▶ **Source data**
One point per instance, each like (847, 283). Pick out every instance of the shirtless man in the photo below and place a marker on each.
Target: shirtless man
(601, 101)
---
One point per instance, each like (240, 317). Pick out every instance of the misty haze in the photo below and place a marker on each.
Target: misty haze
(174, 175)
--
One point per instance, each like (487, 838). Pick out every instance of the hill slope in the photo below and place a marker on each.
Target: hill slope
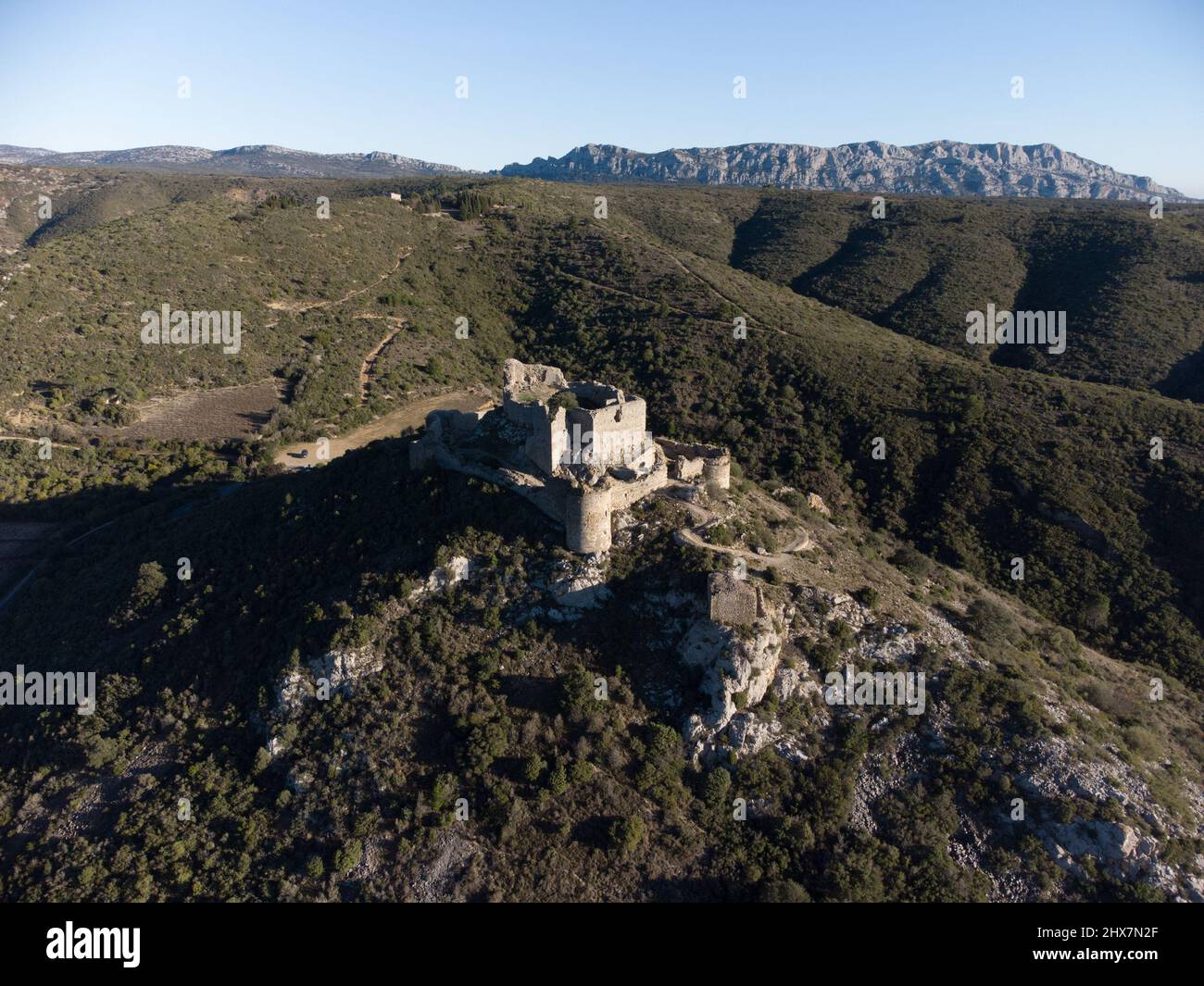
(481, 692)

▶ **What you will do**
Search the records for the word "place". Copy each line where it appears.

▶ **Answer area**
One point per instance, each like (847, 283). Pick out every instance of the shirtless man in the photo below and place a marker on each.
One point per instance, each like (240, 317). Pick out every instance of the misty haze in the photo below and place a marker on each.
One point per instance, each like (487, 838). Pick out every instance of the hill slope in the photo below and place a marker on each.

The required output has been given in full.